## TAAKGEGEVENS
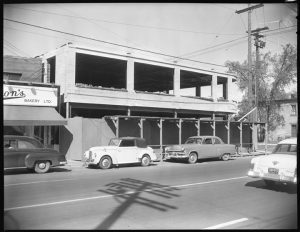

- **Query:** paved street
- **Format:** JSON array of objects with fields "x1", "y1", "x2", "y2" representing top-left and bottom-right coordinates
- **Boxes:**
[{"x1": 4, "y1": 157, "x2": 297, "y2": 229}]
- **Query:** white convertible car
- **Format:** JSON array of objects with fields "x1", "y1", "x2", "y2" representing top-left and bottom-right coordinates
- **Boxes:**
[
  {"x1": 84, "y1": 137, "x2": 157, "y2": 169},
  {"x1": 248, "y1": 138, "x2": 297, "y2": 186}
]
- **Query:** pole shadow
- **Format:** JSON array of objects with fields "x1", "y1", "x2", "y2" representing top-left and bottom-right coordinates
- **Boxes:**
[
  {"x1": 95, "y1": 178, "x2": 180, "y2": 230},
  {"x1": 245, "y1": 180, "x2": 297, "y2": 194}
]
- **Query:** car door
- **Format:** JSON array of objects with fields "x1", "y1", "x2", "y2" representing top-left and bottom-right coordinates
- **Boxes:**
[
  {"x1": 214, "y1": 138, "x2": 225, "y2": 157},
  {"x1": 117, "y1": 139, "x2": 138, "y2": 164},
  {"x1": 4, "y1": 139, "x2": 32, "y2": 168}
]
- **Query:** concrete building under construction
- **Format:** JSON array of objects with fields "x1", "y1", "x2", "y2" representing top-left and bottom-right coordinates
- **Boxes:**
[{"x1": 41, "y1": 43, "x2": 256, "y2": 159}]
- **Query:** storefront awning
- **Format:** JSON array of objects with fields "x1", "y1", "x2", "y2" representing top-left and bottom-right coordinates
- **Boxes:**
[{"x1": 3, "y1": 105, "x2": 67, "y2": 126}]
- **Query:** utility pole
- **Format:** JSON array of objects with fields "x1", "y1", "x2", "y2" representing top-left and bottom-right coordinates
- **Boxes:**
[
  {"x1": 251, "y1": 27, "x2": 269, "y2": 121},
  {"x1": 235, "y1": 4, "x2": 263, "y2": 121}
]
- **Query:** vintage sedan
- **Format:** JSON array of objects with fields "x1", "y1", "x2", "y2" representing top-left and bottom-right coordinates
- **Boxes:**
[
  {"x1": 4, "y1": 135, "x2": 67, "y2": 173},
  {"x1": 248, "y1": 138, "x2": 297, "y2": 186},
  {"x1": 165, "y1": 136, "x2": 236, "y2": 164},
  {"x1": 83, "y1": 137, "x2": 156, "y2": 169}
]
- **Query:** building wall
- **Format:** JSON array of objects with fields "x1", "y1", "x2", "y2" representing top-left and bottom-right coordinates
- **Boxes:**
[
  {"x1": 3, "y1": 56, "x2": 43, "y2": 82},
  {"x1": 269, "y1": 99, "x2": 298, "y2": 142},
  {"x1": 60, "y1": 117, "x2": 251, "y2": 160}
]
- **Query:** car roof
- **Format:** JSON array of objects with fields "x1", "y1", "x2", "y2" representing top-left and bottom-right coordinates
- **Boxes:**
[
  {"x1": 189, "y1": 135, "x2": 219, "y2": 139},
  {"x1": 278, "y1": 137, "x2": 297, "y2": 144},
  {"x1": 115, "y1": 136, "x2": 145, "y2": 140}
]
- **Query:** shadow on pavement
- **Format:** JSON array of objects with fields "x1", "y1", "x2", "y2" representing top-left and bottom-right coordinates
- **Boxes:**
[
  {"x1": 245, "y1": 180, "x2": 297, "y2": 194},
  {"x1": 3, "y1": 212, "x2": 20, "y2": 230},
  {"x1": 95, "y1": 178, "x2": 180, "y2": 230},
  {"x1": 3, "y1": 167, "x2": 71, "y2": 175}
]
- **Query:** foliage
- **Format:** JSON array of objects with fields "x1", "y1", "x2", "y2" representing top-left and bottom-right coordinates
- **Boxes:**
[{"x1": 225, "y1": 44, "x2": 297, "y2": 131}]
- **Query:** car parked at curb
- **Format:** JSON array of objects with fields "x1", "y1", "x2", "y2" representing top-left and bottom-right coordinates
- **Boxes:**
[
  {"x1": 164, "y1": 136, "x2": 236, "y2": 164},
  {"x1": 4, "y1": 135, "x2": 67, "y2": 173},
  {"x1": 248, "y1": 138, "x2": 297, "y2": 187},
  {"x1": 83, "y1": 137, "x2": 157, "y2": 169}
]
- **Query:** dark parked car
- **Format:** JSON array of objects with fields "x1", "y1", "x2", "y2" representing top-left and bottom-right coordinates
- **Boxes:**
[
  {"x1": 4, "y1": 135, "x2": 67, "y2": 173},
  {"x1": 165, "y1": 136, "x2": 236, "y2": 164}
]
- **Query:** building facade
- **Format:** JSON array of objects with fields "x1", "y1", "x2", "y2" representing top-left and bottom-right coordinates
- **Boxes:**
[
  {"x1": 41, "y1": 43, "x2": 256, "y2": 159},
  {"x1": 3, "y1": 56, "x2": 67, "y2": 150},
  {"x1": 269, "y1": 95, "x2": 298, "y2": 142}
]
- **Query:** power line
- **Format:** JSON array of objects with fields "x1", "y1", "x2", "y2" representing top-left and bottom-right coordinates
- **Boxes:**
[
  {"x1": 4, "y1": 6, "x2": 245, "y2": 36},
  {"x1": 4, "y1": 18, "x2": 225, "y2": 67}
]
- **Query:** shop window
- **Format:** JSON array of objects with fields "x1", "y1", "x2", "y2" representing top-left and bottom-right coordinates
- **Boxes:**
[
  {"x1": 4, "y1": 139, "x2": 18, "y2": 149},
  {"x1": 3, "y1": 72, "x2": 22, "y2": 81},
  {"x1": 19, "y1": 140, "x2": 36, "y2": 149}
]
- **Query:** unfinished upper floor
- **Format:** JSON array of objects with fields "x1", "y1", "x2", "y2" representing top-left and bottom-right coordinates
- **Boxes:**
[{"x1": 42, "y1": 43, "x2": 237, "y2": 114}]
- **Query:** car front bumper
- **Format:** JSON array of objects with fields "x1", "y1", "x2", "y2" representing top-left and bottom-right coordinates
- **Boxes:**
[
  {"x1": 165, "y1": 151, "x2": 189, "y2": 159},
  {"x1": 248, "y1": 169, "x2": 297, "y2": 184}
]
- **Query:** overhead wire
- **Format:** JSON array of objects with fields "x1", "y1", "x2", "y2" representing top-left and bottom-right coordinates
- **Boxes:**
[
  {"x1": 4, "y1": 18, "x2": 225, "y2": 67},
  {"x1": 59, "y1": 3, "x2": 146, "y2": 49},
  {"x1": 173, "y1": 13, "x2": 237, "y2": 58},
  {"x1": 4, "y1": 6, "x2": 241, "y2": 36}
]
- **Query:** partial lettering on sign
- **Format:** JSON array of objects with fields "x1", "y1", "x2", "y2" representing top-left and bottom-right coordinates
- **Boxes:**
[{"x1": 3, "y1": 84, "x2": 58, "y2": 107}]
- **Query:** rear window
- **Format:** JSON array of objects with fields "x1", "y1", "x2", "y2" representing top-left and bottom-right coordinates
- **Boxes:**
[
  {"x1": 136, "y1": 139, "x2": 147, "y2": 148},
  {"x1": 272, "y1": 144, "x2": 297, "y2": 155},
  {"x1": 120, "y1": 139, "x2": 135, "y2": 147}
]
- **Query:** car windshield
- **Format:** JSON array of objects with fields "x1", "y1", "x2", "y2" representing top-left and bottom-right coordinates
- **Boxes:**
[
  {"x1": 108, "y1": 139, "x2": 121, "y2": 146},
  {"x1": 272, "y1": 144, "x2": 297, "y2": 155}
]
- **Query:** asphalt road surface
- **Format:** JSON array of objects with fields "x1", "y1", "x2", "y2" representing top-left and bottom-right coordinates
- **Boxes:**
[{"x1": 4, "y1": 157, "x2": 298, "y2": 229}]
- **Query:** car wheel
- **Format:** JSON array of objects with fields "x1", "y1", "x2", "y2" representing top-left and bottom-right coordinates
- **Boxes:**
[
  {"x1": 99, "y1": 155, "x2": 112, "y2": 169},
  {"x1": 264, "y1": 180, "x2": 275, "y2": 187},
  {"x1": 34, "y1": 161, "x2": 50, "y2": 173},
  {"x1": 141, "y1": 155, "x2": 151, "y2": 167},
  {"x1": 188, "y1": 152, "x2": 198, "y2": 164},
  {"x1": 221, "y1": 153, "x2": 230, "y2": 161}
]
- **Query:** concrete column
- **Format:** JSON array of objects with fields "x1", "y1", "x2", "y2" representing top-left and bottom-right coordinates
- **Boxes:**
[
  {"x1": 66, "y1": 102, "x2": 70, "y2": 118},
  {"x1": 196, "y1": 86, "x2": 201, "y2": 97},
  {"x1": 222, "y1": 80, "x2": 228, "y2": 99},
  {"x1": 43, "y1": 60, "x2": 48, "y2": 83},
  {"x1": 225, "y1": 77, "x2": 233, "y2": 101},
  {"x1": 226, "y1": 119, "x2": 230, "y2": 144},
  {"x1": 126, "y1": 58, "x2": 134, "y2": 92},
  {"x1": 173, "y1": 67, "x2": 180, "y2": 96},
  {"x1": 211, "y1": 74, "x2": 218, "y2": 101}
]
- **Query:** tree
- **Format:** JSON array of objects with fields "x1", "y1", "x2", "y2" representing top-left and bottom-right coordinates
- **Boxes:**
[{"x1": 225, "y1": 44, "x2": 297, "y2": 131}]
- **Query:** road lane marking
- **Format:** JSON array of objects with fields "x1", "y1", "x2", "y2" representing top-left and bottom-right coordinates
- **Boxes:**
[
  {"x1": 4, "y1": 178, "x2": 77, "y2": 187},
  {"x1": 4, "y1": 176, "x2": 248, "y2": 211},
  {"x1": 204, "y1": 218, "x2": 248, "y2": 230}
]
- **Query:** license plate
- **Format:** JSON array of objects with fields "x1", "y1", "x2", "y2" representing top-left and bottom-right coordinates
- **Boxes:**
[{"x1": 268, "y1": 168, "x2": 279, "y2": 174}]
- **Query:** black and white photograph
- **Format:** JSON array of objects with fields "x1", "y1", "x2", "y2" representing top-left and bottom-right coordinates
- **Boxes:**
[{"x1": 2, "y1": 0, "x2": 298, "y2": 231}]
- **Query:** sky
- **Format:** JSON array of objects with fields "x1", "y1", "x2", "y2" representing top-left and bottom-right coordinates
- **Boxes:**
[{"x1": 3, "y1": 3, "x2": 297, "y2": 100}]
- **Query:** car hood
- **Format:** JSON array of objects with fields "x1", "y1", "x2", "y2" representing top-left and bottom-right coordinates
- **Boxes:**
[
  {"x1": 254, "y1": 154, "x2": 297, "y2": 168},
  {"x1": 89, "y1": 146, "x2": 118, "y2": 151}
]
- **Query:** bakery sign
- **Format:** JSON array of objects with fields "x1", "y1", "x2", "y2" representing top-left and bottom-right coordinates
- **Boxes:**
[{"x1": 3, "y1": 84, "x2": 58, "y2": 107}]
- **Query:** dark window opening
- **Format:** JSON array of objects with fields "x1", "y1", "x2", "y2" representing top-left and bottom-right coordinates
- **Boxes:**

## OP TE LOSSEN
Geef de regels van de vermeldingen weer als Markdown-tabel met de kolommen Nr en Regel, één rij per regel en zonder lege regels. Begin bij de regel met "- **Query:** tree" en stop na de laatste regel van de vermeldingen.

## UITWERKING
| Nr | Regel |
|---|---|
| 1 | - **Query:** tree |
| 2 | - **Format:** JSON array of objects with fields "x1", "y1", "x2", "y2" representing top-left and bottom-right coordinates |
| 3 | - **Boxes:** |
| 4 | [{"x1": 225, "y1": 44, "x2": 297, "y2": 131}] |
| 5 | - **Query:** road lane marking |
| 6 | - **Format:** JSON array of objects with fields "x1", "y1", "x2", "y2" representing top-left and bottom-right coordinates |
| 7 | - **Boxes:** |
| 8 | [ |
| 9 |   {"x1": 4, "y1": 178, "x2": 77, "y2": 187}, |
| 10 |   {"x1": 4, "y1": 176, "x2": 248, "y2": 211}, |
| 11 |   {"x1": 204, "y1": 218, "x2": 248, "y2": 230} |
| 12 | ] |
| 13 | - **Query:** license plate |
| 14 | - **Format:** JSON array of objects with fields "x1", "y1", "x2", "y2" representing top-left and bottom-right coordinates |
| 15 | - **Boxes:** |
| 16 | [{"x1": 268, "y1": 168, "x2": 279, "y2": 174}] |
| 17 | - **Query:** black and white photograph |
| 18 | - **Format:** JSON array of objects with fields "x1", "y1", "x2", "y2" representing top-left and bottom-right coordinates |
| 19 | - **Boxes:** |
| 20 | [{"x1": 2, "y1": 0, "x2": 298, "y2": 231}] |
| 21 | - **Query:** sky |
| 22 | - **Format:** JSON array of objects with fields "x1", "y1", "x2", "y2" representing top-left and bottom-right coordinates |
| 23 | - **Boxes:** |
| 24 | [{"x1": 3, "y1": 3, "x2": 297, "y2": 100}] |
| 25 | - **Query:** car hood |
| 26 | - **Format:** JSON array of objects with fields "x1", "y1", "x2", "y2" representing top-left and bottom-right coordinates |
| 27 | - **Boxes:** |
| 28 | [ |
| 29 |   {"x1": 254, "y1": 154, "x2": 297, "y2": 168}, |
| 30 |   {"x1": 89, "y1": 146, "x2": 118, "y2": 151} |
| 31 | ] |
| 32 | - **Query:** bakery sign |
| 33 | - **Format:** JSON array of objects with fields "x1", "y1", "x2", "y2" representing top-left and bottom-right coordinates |
| 34 | - **Boxes:** |
| 35 | [{"x1": 3, "y1": 84, "x2": 58, "y2": 107}] |
| 36 | - **Query:** dark window opening |
| 37 | - **Format:** JSON array of objects with fields "x1", "y1", "x2", "y2" representing top-left and bottom-right coordinates |
| 38 | - **Boxes:** |